# Start of PASSAGE SHOWN

Near the end of the fourth century the Emperor Theodosius imposed Christianity as the only state religion of the Roman Empire and ordered fifty copies of the Old and New Testament to be copied for the churches in Constantinople. This was the first time we see the Old and New Testament together in one book. It corresponds with our present day Bible.

In 382 AD. Jerome translated the Bible into Latin, called the Vulgate. You can visit his cell when you go to the Holy land! Latin had become the language of the western part of the empire, and the word >vulgate' means in the common tongue of the people. Jerome went to Palestine and studied there for twenty years before he made this translation. He examined all of the manuscripts he could find. The Vulgate Bible became the official Bible of the western church and some early English translations are based on this text. (The Psalms in the BCP are a direct translation from the Vulgate)

Fortunately scriptures were under the protection of the monasteries and survived the middle ages and the destruction of Roman civilization.

The first English Anglo Saxon translations were the work of the Venerable Bede in 735 AD. Unfortunately, none of his manuscripts have survived.

For many years the Church authorities were afraid to allow the common people to have access to the Bible. They might misunderstand and misuse these readings. There were secret copies in circulation but these were very expensive. There was of course, no printing presses at this time, so everything had to be copied by hand.

The first English Bible was written by John Wycliffe late in the fourteenth century. The common people no longer understood Latin. English was a relatively new and developing language. His translation was completed in 1384. This was before the advent of the printing press so everything was copied by hand and was very expensive. The Lollards, the poor preachers went about the countryside reading the Bible to small groups of people, in their own language. This was exciting and thrilling for many people had never had an opportunity to hear the scripture before. Here were the stories of the Bible told in their own tongue. It was also quite illegal. Many Lollards suffered imprisonment or worse for their work!

The authorities tried to suppress this Bible and in 1408, an edict was passed forbidding the English translations. In 1428, Wycliffe's body was dug up and burned as a heretic. He had died in 1385!

By the end of the fifteenth century the printing press had been invented, and this event, as much as anything else led to the popularity of the reform movement. Pamphlets and scriptures could be printed and circulated somewhat widely. The growing middle class was able to read and wanted more say in their affairs.

# End of PASSAGE SHOWN
# Start of RECORDS SUPPLIED

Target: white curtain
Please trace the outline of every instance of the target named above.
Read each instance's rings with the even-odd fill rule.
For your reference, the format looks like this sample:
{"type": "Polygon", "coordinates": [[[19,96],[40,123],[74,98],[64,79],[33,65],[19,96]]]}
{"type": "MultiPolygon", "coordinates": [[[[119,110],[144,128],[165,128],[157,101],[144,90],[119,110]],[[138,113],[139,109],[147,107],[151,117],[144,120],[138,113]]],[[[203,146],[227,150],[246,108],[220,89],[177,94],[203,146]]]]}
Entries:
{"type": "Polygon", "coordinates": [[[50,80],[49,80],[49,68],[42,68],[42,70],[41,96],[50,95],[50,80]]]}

# End of RECORDS SUPPLIED

▶ **TASK DETAILS**
Resume the account of the Bible's history and translation into English, continuing right after its final sentence about the growing middle class.

▶ **RESULT BELOW**
In 1526 the first truly English translation of the New Testament based on the Greek manuscripts was written by Tyndale. He had to have it printed on the continent and smuggled into England.

Coverdale in 1535 gave us the first complete Bible of both the Old and New Testament in English. In 1538 the King of England ordered every church to have Coverdale's large print Bible. The people gathered in the churches by the hour to listen to the bible being read in their own language. It was like the Lollards of a century earlier, only now it was legal and took place in the parish church.

In 1568 the Bishop's Bible replaced Coverdale's as the authorized version, and in 1611 the King James Version was written and became, after much opposition, the authorized Bible for the Church of England. It held sway for the next three hundred and fifty years.

In 1610 The Rheims-Douai version was completed and became the only authorized version for the English speaking Roman Catholic Church.

There are some 500 different English versions of scripture today. Some more popular ones include: English Revised in 1881; American Standard in 1901; Revised Standard in 1947; New Jerusalem (Roman Catholic) 1966; New English Version 1970; New American Bible (also Roman Catholic) 1970; New International Version, 1978; Contemporary English Version, 1985 and the New Revised Standard Version in 1990.

The NIV was the first major attempt to balance the literal translation of the text with a dynamic style of writing. This was the best edition of scripture until the NRSV appeared in 1990.

TEV (The Good News Bible) is an easy version for young people and uses inclusive language where it is supported by the text.

The NRSV is the common translation now in use in most churches. It too uses inclusive language where the text supports it. It is the most recent and probably the best translation for now. It is the one I would recommend for study purposes. (See the HarperCollins Study Bible) although I would prefer the study notes from the NIV Study Bible.

Although I believe that all scripture in God breathed, or inspired, it is written by human hands, must to be read, studied and understood in terms of the people for whom it was written. Using different translations can help shed light on some text. An understanding of the people for whom it was written is most helpful in seeing the meaning and purpose.

In the Anglican Church we believe scriptures, that is the Old and New Testaments contain all things necessary for our salvation. See articles 6 and 7 BCP. Page 700

We need to interpret and search out the meaning behind the words. We do not check our mind at the door in church! Reason is important in the development of Anglicanism. There are good commentaries and study Bibles available to help us better understand his Holy Word.

God may use scripture to speak to us in a very personal and direct way. This will not be part of the interpretation of the Word, but a personal message for us. (Eg. Isaiah 52:11)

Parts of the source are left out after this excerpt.